[STATED GOAL] Transcribe the lines below verbatim and change nothing.

[INFORMATION SUPPLIED]
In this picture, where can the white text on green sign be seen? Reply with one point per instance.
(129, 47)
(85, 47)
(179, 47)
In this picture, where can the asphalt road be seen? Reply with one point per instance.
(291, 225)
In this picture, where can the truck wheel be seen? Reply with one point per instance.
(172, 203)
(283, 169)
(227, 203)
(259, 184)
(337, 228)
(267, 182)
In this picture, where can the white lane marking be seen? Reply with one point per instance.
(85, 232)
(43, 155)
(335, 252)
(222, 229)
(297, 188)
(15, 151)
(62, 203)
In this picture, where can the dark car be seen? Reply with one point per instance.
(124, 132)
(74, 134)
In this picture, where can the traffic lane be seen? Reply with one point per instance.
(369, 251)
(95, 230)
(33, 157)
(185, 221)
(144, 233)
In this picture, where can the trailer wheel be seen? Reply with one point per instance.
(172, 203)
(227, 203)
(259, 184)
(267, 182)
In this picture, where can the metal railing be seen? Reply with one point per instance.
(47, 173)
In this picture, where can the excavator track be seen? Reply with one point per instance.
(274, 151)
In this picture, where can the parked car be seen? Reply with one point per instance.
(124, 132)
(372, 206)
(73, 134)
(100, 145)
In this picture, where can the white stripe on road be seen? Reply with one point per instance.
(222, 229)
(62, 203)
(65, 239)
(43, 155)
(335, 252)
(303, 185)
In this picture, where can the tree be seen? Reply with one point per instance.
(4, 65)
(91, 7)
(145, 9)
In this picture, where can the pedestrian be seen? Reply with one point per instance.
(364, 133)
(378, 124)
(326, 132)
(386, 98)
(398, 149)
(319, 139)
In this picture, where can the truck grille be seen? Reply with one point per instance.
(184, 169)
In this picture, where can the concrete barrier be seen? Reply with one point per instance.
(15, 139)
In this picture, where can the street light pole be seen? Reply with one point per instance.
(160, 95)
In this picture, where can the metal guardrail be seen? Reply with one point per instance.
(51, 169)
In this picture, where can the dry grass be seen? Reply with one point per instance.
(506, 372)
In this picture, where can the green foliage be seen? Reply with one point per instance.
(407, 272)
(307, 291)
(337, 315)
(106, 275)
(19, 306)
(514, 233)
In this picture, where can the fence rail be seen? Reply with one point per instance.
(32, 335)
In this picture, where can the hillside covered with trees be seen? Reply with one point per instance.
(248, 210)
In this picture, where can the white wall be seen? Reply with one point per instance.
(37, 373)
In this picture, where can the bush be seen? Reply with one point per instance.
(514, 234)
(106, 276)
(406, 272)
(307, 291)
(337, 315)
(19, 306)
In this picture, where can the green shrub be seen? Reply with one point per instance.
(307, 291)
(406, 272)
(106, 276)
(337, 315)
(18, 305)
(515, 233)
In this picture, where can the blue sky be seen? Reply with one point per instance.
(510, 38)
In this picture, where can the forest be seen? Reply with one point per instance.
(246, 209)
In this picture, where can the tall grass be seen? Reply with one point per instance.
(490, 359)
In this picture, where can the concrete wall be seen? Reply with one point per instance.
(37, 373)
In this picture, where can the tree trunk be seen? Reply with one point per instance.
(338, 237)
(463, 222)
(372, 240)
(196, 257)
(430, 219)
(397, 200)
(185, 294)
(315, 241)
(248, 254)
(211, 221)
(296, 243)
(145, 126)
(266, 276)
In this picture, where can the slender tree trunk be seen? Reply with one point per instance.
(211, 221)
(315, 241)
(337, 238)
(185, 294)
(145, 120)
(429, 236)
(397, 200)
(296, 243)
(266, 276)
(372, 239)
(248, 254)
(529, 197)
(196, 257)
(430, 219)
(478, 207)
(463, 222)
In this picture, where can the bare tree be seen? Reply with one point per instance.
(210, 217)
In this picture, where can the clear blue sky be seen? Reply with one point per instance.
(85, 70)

[EXERCISE RESULT]
In this picture, where can the white text on green sign be seen? Reply with one point per instance.
(129, 47)
(85, 47)
(179, 47)
In this picture, where can the asphalt road be seen? Reply with one point per instance.
(291, 225)
In this picture, where can the truck wheel be seen? Reply with one point per instance.
(172, 203)
(283, 169)
(227, 203)
(259, 184)
(337, 228)
(267, 182)
In this picture, where can the white lane marking be seen? Reply with one point per instance.
(85, 232)
(43, 155)
(335, 252)
(222, 229)
(297, 188)
(15, 151)
(62, 203)
In this picture, where can the dark car be seen? Reply with one point per instance.
(124, 132)
(74, 134)
In this picture, where can the traffic lane be seen? Reply with one point per instance.
(369, 251)
(95, 230)
(33, 157)
(185, 221)
(144, 233)
In this picture, where can the trailer wheel be seen? Reply with one point per instance.
(172, 203)
(227, 203)
(259, 184)
(267, 182)
In this picture, where can the metal railing be seen? Reply with one point per instance.
(47, 173)
In this picture, where can the excavator track be seen? Reply with one point per instance.
(274, 151)
In this picture, where can the parked car be seen? Reply with one point per instance.
(124, 132)
(372, 206)
(73, 134)
(100, 145)
In this picture, where can the white stripe on road be seen? Reply with one point per instance.
(222, 229)
(62, 203)
(65, 239)
(43, 155)
(335, 252)
(303, 185)
In this picture, where can the tree be seen? Reply with one point per instance.
(4, 65)
(91, 7)
(145, 9)
In this picture, where can the pedestrian be seen? Reply with one point per instance.
(364, 133)
(378, 124)
(326, 132)
(386, 98)
(398, 149)
(319, 139)
In this picture, where can the truck grille be seen? Reply with one point per instance.
(184, 169)
In this picture, where can the concrete barrier be seen? Reply with one point per instance.
(15, 139)
In this picture, where can the street light pole be seen? Reply with one point per instance.
(160, 95)
In this picture, where can the metal guardrail be seen? Reply with one point per instance.
(51, 169)
In this picture, where can the dry grass be seen? Reply with one point per instance.
(506, 372)
In this picture, where can the green foliage be seen? Reply with one point per instance.
(407, 272)
(307, 291)
(337, 315)
(106, 275)
(19, 306)
(514, 233)
In this picture, where can the fence rail be seen? Reply with one point per instance.
(32, 335)
In this picture, where can the hillside covered with trees be seen? Reply with one point per instance.
(248, 210)
In this picture, where can the white wall be seen? Reply with one point per instance.
(37, 373)
In this picture, where can the bush be seen? Reply with one point per instance.
(514, 234)
(106, 276)
(406, 272)
(307, 291)
(337, 315)
(19, 306)
In this picture, where can the green shrub be seen? Reply with one point per instance.
(307, 291)
(406, 272)
(106, 276)
(337, 315)
(18, 305)
(515, 233)
In this picture, where can the blue sky be seen? Reply with one point per instance.
(510, 38)
In this picture, where can the forest be seen? Reply with one point per instance.
(246, 209)
In this picture, where can the tall grass be seen? Reply with one point per instance.
(490, 359)
In this picture, where can the concrete wall be seen? Reply with one point per instance.
(37, 373)
In this picture, where can the tree trunk be seen? Reply with one point per instance.
(338, 237)
(463, 222)
(372, 240)
(196, 257)
(430, 219)
(397, 200)
(185, 294)
(315, 241)
(248, 254)
(211, 221)
(296, 243)
(145, 126)
(266, 276)
In this picture, where can the slender tree trunk be seen? Reply with one point per instance.
(211, 221)
(315, 241)
(337, 238)
(185, 294)
(145, 120)
(429, 236)
(397, 200)
(296, 243)
(266, 276)
(372, 239)
(248, 254)
(529, 197)
(196, 257)
(430, 219)
(478, 207)
(463, 222)
In this picture, where can the bare tree be seen? Reply with one point per instance.
(210, 217)
In this picture, where can the clear blue sky be seen? Reply with one point per instance.
(85, 70)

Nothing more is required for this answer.